On St Nicholas

Today is St Nicholas Day! Hooray! As a person of the Czech persuasion, St Nicholas day (or Mikuláš) has long been a thing for me, celebrated in the family with stockings full of sugar and oranges, and if you’re lucky enough to be in CZ with a huge-ass street party where everyone is dressed up like St Nicholas, angels, and demons, and enjoys freaking kids out like so:

demon 1
This, to me, looks like a good and excellent family time out.

Now St Nicholas day itself may not be all that important to most of us who were not blessed enough to be Czech or related to Czechs, but we are generally aware of him because it’s the St Nicholas legend that gave birth to Santa. We often use Santa and St Nicholas as interchangeable, after all, ‘tis the season and all that.

I thought that on his feast day we might have a quick little chat about the life of St Nicholas so you can understand how none of this street party stuff really relates AT FUCKING ALL, but why none of that matters.

### PROBLEM TO SOLVE
Decide whether each statement below agrees with the St Nicholas post above, answering yes or no and quoting the words from the post that settle it. (a) The writer's family marked St Nicholas Day with stockings of sugar and oranges. (b) The post says Santa came from the St Nicholas legend. (c) At the street party, people dress only as St Nicholas.

### RECORDED INFORMATION
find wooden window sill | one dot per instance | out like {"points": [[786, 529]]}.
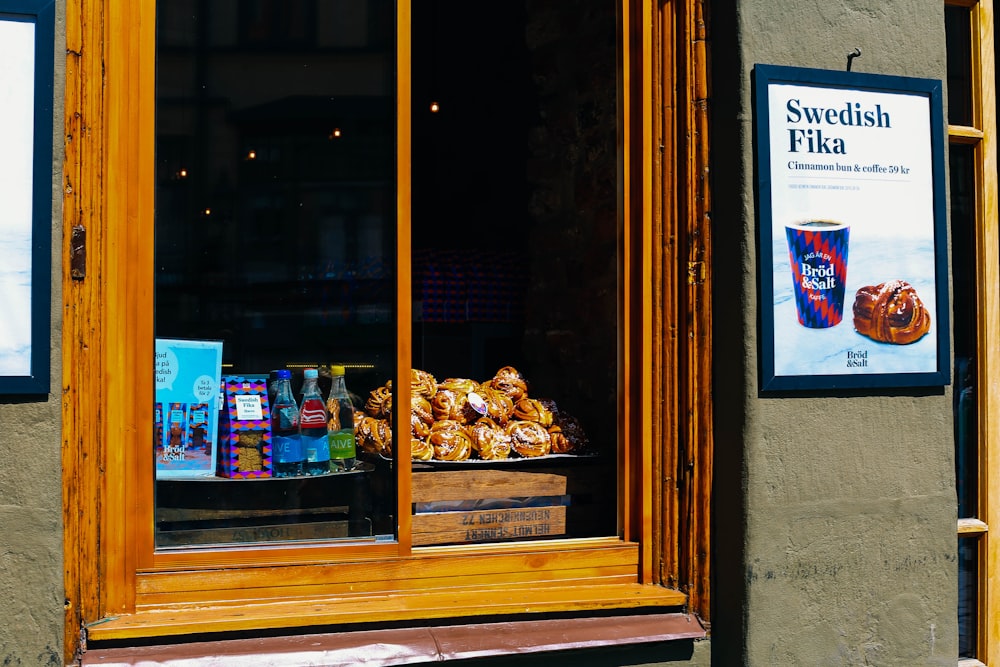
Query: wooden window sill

### ANSWER IN FULL
(a) Yes: "celebrated in the family with stockings full of sugar and oranges"
(b) Yes: "it’s the St Nicholas legend that gave birth to Santa"
(c) No: "everyone is dressed up like St Nicholas, angels, and demons"